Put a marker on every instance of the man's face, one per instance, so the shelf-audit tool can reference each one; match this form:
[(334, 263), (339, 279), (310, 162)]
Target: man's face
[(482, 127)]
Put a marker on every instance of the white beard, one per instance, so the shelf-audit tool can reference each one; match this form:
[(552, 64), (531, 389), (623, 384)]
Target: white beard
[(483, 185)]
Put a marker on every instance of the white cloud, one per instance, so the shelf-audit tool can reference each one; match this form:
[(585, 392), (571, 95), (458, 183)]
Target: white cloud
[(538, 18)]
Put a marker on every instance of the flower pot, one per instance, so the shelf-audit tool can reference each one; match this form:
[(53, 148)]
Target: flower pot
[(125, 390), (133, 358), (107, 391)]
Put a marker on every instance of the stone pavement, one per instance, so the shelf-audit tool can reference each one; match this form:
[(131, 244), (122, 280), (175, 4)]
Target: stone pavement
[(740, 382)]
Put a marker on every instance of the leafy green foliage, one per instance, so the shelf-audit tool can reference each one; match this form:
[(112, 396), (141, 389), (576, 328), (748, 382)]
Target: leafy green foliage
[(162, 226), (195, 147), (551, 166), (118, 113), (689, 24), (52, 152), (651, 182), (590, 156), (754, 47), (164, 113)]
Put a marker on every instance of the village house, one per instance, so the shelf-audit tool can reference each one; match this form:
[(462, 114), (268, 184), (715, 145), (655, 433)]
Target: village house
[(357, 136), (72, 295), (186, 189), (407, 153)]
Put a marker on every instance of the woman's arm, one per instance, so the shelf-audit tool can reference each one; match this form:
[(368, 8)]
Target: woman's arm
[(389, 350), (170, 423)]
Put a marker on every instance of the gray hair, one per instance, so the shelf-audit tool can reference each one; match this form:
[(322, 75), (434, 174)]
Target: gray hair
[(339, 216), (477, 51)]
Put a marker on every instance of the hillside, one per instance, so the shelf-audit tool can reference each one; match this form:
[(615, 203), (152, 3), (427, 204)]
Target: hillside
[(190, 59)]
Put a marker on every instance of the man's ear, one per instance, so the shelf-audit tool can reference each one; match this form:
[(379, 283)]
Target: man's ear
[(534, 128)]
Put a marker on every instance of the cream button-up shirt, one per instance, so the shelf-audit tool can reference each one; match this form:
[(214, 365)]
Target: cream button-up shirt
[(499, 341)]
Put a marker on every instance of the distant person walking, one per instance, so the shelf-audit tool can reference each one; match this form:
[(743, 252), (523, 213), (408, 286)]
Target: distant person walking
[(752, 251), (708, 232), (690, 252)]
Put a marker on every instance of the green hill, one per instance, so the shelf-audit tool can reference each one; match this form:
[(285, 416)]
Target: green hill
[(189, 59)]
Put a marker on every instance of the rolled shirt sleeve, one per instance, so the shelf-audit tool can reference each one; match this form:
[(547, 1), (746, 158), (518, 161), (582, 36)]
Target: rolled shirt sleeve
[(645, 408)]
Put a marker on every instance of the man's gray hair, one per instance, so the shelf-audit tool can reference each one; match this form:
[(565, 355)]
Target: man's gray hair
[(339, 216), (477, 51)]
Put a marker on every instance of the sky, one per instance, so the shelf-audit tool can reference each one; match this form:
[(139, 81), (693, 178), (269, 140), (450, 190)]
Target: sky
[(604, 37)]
^^^^
Can you output everything from the first line of the material down through the line containing "[(538, 18)]", both included, as a JSON list of strings with one string per line and no blank lines?

[
  "Put a marker on every instance of the man's face, one per instance, so the shelf-audit tool can reference each one; match this form:",
  "[(334, 263), (339, 279), (310, 162)]",
  "Target: man's face",
  "[(482, 127)]",
  "Put a marker on every instance of the white beard, one per instance, so the shelf-audit tool can reference each one; match this form:",
  "[(552, 64), (531, 389), (623, 384)]",
  "Target: white beard",
  "[(483, 185)]",
  "Put a marker on every instance of the white cloud, one per instance, so the shelf-audit tool can reference each one; match this form:",
  "[(585, 392), (571, 95), (458, 183)]",
  "Target: white cloud",
  "[(538, 18)]"
]